Gather every line in the listing below that contains the word "mowed", and copy each of those lines in full.
* begin Source data *
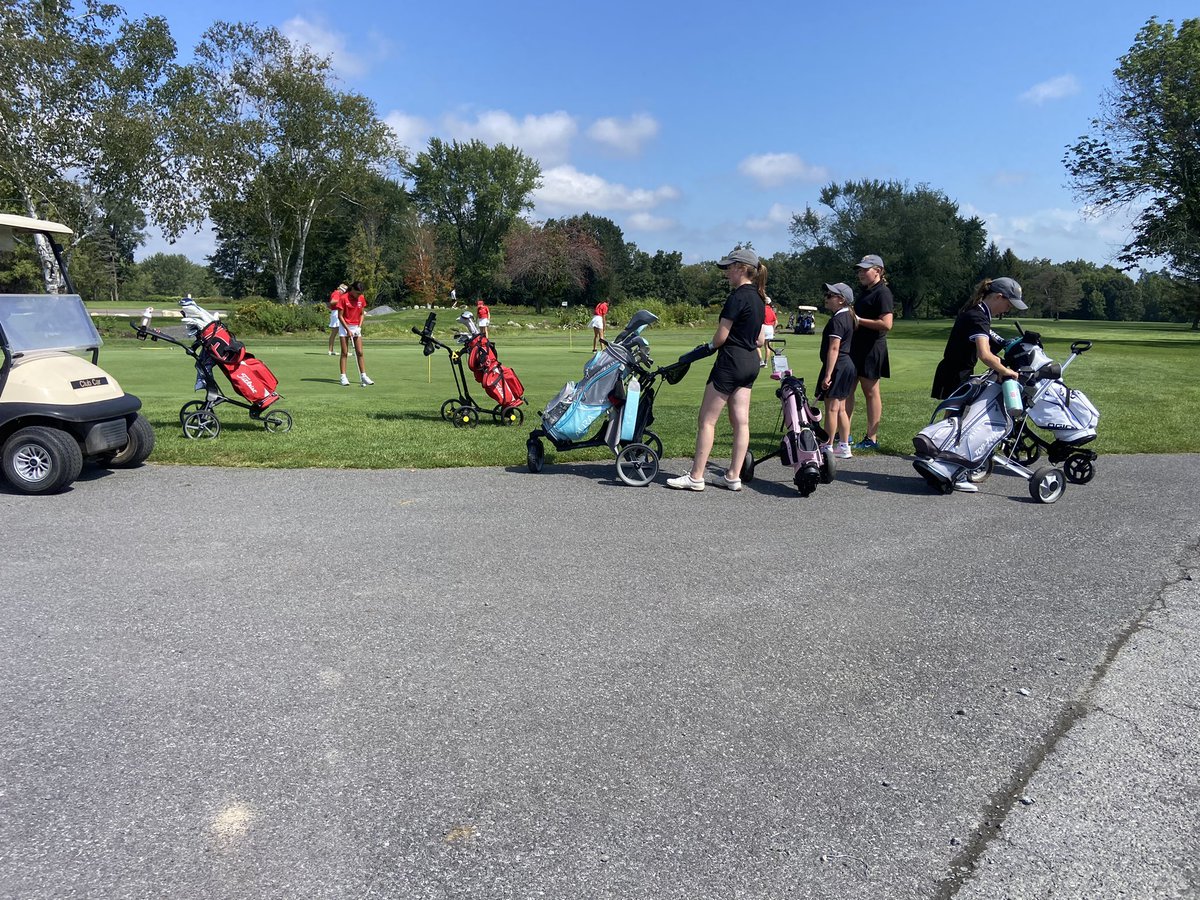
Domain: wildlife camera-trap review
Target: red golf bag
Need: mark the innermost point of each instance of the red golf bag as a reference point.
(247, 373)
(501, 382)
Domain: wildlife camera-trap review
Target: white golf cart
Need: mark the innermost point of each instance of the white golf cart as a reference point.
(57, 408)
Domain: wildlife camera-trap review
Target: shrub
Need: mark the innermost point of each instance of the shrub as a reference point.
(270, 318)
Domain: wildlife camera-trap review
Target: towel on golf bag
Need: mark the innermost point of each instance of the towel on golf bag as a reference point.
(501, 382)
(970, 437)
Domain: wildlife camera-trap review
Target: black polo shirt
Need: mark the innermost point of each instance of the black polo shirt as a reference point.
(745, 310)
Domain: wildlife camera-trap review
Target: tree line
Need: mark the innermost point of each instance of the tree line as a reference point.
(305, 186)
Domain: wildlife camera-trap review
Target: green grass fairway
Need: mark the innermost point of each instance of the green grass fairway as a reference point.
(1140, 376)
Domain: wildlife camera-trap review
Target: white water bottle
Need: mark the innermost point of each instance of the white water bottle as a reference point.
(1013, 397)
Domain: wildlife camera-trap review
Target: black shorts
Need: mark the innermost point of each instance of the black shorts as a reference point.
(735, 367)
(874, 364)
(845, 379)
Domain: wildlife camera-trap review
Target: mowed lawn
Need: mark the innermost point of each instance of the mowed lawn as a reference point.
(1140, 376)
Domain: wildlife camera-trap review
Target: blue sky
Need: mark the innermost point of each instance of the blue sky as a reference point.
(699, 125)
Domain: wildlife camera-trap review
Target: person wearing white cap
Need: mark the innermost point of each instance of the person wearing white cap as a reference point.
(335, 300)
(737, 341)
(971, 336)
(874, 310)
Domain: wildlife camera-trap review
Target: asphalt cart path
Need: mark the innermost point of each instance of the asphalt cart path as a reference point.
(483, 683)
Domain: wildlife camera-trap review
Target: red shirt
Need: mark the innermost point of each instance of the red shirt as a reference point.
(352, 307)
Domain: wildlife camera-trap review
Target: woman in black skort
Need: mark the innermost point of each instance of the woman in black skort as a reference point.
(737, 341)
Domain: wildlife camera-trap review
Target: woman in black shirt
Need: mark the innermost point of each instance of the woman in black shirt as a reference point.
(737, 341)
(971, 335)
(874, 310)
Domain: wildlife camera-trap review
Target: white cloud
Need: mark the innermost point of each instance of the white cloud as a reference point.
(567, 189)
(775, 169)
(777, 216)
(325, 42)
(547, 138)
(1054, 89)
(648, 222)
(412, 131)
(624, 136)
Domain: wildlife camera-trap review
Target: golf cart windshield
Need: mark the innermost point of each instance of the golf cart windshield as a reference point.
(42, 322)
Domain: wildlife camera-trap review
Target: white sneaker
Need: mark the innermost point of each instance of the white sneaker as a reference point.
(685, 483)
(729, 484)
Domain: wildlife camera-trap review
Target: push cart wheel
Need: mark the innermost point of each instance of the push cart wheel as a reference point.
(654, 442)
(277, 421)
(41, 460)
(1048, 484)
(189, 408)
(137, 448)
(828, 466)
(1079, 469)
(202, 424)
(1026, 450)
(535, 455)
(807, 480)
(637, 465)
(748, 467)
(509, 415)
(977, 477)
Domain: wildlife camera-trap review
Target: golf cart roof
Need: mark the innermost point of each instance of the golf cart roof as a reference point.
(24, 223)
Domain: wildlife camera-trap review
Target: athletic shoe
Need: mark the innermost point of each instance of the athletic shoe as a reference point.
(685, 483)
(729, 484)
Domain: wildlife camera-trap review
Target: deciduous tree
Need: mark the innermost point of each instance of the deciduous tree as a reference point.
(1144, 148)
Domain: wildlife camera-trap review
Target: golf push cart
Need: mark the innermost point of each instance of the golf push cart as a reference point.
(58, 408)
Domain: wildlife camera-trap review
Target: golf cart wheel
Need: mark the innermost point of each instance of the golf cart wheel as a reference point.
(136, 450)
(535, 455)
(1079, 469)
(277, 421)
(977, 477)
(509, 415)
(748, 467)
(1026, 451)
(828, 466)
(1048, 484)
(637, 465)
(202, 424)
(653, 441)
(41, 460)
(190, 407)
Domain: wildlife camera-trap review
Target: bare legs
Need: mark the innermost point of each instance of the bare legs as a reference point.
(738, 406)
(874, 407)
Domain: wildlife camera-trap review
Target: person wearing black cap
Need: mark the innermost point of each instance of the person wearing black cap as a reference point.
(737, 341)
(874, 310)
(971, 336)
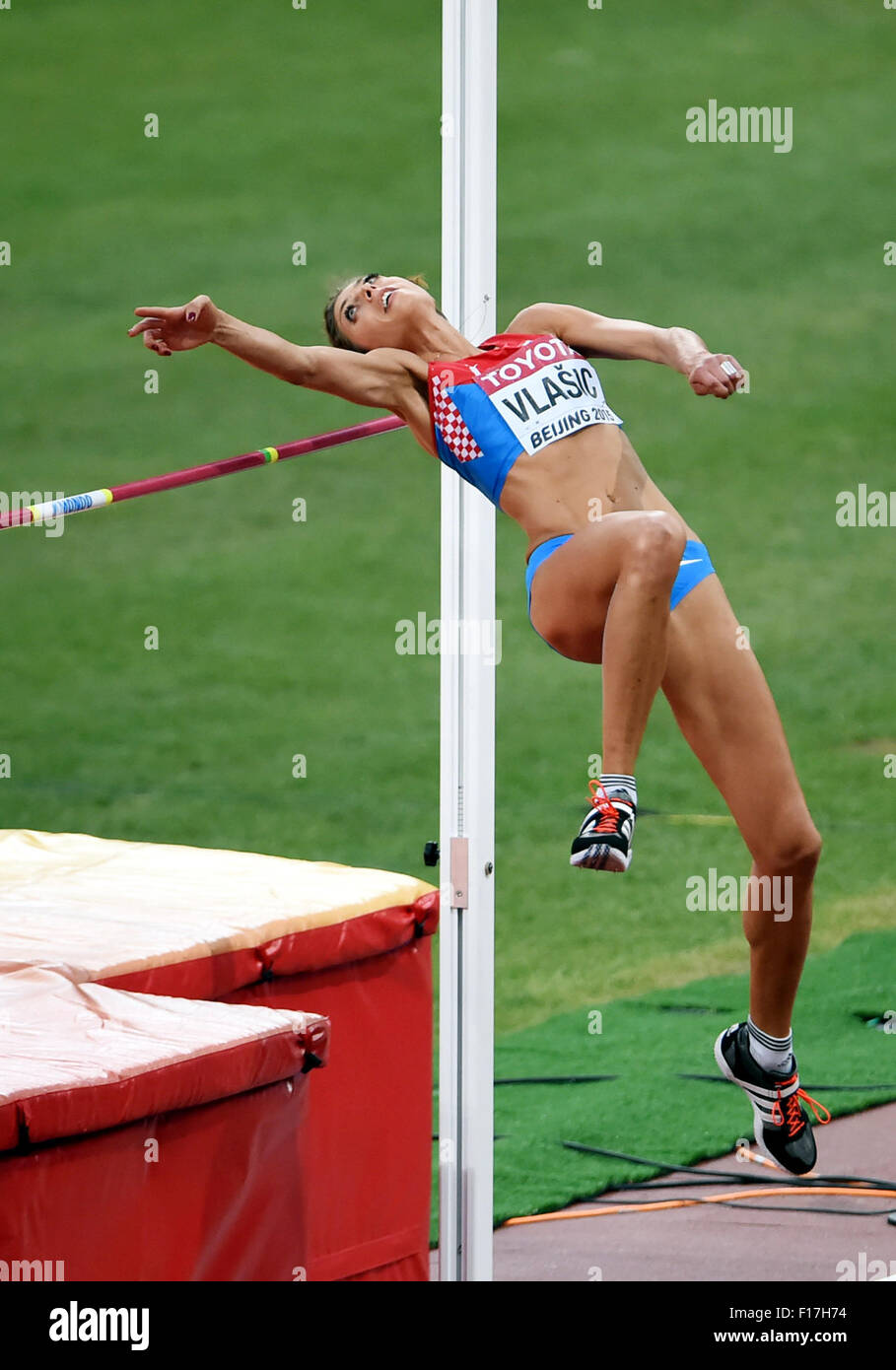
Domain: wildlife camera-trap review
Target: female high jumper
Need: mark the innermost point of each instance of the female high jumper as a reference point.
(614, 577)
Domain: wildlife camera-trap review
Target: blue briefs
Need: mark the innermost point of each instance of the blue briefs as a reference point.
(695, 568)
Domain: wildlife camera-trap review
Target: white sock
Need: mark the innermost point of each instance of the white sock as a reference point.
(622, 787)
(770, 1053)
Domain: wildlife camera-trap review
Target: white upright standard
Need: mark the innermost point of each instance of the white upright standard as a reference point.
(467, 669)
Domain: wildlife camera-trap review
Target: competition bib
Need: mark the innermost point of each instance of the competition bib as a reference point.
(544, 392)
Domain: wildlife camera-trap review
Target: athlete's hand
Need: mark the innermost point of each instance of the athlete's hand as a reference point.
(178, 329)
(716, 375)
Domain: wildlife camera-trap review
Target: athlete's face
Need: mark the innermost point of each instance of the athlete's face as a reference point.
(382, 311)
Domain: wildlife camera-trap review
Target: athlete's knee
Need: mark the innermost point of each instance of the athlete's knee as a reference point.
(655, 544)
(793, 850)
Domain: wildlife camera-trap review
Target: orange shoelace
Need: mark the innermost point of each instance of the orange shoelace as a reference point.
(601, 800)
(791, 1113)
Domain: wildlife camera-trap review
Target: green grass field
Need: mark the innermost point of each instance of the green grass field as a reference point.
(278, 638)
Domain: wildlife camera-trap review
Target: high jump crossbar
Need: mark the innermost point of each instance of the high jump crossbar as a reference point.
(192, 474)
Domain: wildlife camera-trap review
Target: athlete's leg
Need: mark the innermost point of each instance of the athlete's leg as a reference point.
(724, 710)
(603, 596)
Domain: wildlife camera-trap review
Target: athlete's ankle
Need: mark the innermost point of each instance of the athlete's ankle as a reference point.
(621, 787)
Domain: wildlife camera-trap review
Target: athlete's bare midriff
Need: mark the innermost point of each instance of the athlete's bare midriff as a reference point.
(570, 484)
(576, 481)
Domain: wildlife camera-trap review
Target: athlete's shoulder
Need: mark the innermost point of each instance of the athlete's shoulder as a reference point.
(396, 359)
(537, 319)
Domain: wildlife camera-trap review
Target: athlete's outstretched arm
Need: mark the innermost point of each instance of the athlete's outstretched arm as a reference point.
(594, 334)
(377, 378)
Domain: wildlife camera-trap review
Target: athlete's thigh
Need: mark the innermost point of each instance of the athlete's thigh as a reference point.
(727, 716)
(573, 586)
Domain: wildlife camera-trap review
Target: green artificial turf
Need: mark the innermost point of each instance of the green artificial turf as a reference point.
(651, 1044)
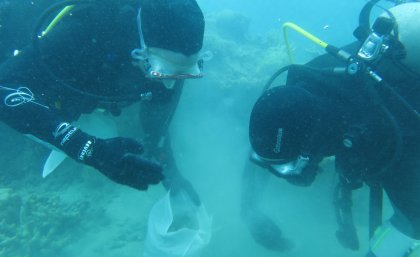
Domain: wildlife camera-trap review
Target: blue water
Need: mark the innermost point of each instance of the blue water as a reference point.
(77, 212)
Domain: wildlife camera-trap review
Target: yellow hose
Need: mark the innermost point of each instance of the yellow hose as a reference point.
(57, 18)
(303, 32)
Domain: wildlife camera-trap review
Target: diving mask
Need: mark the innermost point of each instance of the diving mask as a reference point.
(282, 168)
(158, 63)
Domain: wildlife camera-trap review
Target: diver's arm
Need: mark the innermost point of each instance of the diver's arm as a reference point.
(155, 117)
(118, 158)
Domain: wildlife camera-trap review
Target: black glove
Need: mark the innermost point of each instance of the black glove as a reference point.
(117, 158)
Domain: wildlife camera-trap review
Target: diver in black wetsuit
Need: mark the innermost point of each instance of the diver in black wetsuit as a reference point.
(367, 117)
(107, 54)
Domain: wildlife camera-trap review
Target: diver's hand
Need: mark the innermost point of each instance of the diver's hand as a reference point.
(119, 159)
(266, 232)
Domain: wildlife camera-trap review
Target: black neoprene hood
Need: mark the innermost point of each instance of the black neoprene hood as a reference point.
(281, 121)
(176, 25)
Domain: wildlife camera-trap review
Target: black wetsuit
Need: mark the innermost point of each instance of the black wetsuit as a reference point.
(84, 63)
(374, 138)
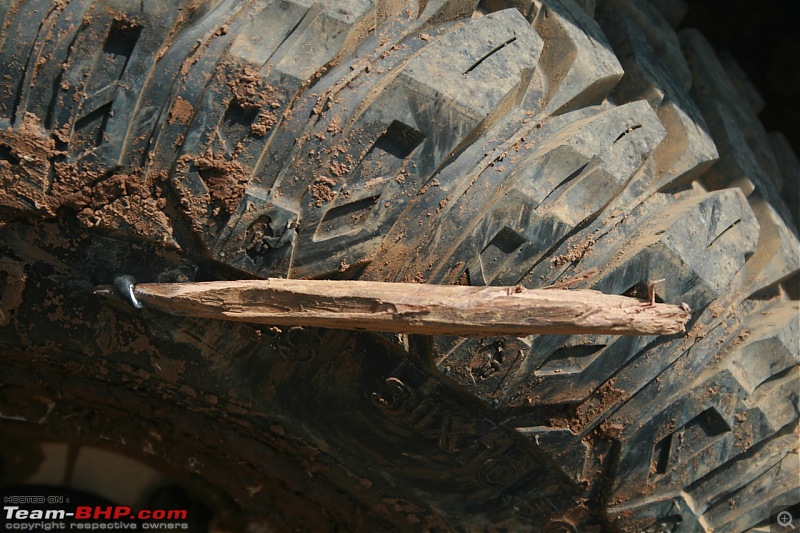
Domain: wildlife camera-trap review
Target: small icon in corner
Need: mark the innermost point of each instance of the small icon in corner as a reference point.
* end Source data *
Expected answer:
Target: mowed lawn
Need: mark the innermost point of each instance of the mowed lawn as a reference point.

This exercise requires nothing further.